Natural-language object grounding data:
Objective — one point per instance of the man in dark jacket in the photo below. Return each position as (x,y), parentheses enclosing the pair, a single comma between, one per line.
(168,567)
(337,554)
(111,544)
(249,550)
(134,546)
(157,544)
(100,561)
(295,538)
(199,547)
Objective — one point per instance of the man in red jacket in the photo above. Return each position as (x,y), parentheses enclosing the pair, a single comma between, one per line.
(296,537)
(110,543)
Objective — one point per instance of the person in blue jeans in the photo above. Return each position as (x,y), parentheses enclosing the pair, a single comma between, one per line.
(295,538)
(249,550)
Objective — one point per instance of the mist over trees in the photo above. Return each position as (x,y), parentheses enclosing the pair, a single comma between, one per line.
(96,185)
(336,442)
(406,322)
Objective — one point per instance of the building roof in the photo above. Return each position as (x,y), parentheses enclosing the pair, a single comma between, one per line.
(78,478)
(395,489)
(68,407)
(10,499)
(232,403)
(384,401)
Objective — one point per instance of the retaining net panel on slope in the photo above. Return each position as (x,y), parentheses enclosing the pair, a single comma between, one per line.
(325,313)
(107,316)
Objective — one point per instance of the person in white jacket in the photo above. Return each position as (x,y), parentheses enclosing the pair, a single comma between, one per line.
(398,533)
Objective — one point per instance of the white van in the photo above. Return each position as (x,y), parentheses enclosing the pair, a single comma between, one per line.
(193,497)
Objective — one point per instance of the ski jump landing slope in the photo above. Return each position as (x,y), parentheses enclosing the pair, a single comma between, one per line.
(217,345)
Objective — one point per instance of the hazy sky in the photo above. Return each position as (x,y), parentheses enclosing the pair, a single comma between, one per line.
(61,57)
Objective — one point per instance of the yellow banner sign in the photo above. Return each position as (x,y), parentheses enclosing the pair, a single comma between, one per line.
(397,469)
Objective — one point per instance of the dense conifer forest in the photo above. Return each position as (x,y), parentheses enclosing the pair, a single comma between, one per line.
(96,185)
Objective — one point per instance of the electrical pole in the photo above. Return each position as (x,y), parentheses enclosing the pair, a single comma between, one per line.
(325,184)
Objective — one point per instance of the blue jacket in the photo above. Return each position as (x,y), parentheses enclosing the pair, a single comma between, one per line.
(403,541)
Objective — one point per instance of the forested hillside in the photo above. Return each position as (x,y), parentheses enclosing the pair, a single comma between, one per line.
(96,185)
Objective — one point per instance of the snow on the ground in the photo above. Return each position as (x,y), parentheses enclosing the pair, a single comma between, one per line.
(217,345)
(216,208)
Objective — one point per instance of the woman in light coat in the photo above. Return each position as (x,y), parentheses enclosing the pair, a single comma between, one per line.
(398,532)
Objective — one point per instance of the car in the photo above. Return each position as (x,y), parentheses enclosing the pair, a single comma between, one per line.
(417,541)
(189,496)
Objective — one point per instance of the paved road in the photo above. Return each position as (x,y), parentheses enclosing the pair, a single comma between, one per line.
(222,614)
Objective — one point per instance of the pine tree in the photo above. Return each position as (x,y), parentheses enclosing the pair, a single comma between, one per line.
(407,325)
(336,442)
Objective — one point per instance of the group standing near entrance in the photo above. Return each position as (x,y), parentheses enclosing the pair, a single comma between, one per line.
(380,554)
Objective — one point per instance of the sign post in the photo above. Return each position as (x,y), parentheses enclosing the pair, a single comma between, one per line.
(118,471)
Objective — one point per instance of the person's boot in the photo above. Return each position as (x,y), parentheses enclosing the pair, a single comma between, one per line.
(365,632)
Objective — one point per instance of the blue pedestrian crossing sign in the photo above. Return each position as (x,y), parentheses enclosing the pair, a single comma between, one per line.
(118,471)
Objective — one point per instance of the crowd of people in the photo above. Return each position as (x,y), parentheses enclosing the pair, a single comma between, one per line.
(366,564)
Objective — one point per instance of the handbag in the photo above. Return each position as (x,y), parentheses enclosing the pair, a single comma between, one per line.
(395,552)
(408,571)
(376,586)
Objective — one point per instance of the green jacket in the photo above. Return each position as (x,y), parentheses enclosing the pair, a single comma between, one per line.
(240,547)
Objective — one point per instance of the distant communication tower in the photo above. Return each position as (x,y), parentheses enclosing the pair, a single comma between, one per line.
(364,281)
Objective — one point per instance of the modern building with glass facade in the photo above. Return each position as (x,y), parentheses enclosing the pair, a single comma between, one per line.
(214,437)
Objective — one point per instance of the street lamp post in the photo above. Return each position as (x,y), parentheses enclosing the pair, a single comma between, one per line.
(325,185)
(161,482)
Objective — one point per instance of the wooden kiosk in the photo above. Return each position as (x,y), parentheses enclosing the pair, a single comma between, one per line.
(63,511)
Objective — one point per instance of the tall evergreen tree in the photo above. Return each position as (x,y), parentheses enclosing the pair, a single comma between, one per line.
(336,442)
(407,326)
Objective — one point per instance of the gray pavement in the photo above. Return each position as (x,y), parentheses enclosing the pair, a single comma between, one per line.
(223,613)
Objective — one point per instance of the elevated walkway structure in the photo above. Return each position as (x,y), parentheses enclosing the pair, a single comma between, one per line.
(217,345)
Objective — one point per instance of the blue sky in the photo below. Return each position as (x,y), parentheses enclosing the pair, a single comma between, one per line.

* **What is needed**: An exact reproduction of the data is required. Leave nothing out.

* **Solution to the exercise**:
Objective — one point per instance of the man in dark jacket in the photo below. Return each position as (x,y), parentheses enclosing the pair, a single comma between, one per line.
(168,567)
(337,554)
(111,544)
(249,550)
(134,546)
(157,544)
(100,561)
(295,538)
(199,547)
Objective — one point per instance of the man in red jacket in the photo above. Return each position as (x,y), parentheses enclosing the pair, a single comma between, one per line.
(296,537)
(110,543)
Objective — one point per instance of the person in blue jeans in the photo above. Return each position as (x,y), parentheses enclosing the pair, a single comma between, one per line.
(295,538)
(249,550)
Objective — one point per instance of the mist over trees in the photo above. Return each position as (x,y), parentheses enclosing the pair, a single comma between, one per line.
(96,185)
(336,442)
(406,322)
Objective — one point per instance of the building roof in the photo above. Return each position as (x,y), parentheses enclosing the pair, a single comma between, one per line.
(78,478)
(395,489)
(68,407)
(10,499)
(232,403)
(384,401)
Objective — one point per instance of the retaining net panel on slope in the photo above. Return each position as (x,y), parentheses enclosing the pair, a single comma between, one per line.
(325,313)
(107,316)
Objective — one point per instance of the person in white jacket in the photo above. Return each position as (x,y), parentheses enclosing the pair, a single comma between, one per line.
(398,533)
Objective — one point per instance of the white van in the photo above. Return each position as (x,y), parentheses enclosing the pair, a single comma between, one per line.
(193,497)
Objective — one point per instance of the ski jump landing slope in the photo above. Return each position as (x,y), parentheses enclosing the pair, a single comma between, one per line.
(217,345)
Objective — one point per instance of the hazy sky in the photo above. Return each position as (x,y), parentheses enclosing the pair, a single comma between, one per line.
(61,57)
Objective — one point per instance of the yellow banner sign in the photo above. Return each position as (x,y), parentheses enclosing the pair, a single comma between, one per line.
(397,469)
Objective — one point per instance of the dense conifer forest in the photo above. Return each position as (x,y), parentheses enclosing the pair, a single comma between, one per line.
(96,185)
Objective — one point per instance of the electrical pole in the photo above. Return each position as (x,y), parentheses enclosing the pair, a single comma between, one per line.
(325,184)
Objective — one point per instance of the blue jacket in the photo above. Return each position as (x,y), parentheses enclosing the pair, a single comma between, one per line.
(403,541)
Objective — one point per instance of the forested hillside in the photo above. Return each position as (x,y), parentheses enclosing the pair, a single comma between, one per line.
(96,185)
Objective — one point per instance of the snow on the ground in the photo above. Return each position as (x,y), parentheses enclosing the pair, a single comma between, one per line.
(217,345)
(216,208)
Objective — one point per instance of the woman in light coat in the photo above. Return each position as (x,y), parentheses enclosing the pair, a single comma between, one per line.
(398,532)
Objective — one point per instance of the car in the photo above. Return each position as (x,y), parentheses enclosing the pair, a single comma between, one per line.
(417,541)
(189,496)
Objective — one point per instance of the paved road in the photo above. Return each position as (x,y), parentheses enclosing the pair, a single comma between, one per line.
(222,614)
Objective — one point per instance of the pine tree in the photo above. Return each position as (x,y), parentheses enclosing the pair, a single comma between, one per line.
(407,325)
(336,442)
Objective — one point per instance of the group standing near entrance in the photo above. Return each position as (x,y), parentheses enclosing the pair, a single comma between, one per line.
(380,554)
Objective — one point per instance of the sign post in the photo above. Return each position as (x,y), parentheses enclosing the pair, a single comma between, one per line.
(118,471)
Objective — one point per instance of the person's boot in the photo above. Return each position as (x,y), parentheses enclosing the pair, a single comma between, one per line.
(365,632)
Objective — one point per instance of the blue pedestrian crossing sign in the photo above. Return each position as (x,y), parentheses enclosing the pair, a single comma between, one per line.
(118,471)
Objective — one point per instance of the crowd of people in the photo above. Return each position as (x,y), parentheses enclosing the pair, a single comma between, one per line.
(366,564)
Objective — one point per instance of the handbag in the photo above. Return each position as (x,y), parentheses enclosing the pair, a single comma between, one per line.
(395,552)
(408,571)
(376,586)
Objective — one point per instance of the green jacket in the photo above. Return each position as (x,y), parentheses enclosing the pair, a single comma between, one per line.
(240,547)
Objective — one point per instance of the distant communication tower in the photo above. Return each position as (x,y), parentheses enclosing the pair, a single comma between, one per line.
(364,281)
Objective — one point per instance of the modern building with glass facade in the photo above. Return each position as (x,y), parentheses enclosing the pair, a single comma between, one per line.
(214,437)
Objective — one point per instance of the street lamp post in the photo above. Return each position as (x,y), parentheses enclosing the pair, a single comma between, one per line.
(325,185)
(161,482)
Objective — one point per instance of the wooden kiosk in the photo above. Return each position as (x,y), parentheses enclosing the pair, a single comma between, one per line.
(63,511)
Objective — one point per instance of the tall evergreen tree in the photo above. Return each position as (x,y), parentheses enclosing the pair, a single comma between, one per line.
(336,442)
(407,326)
Objective — one point per instance of the gray pavement in the photo above. Return each position as (x,y), parentheses enclosing the pair, a single comma between, one per line.
(223,613)
Objective — one point per instance of the elevated walkway structure in the photo above. Return each position as (x,y), parentheses enclosing the pair, a single comma between, one per line.
(217,345)
Objective — one point per instance of the blue sky in the photo below. Return each position as (x,y), parentheses enclosing the pair, a single comma between, one per line.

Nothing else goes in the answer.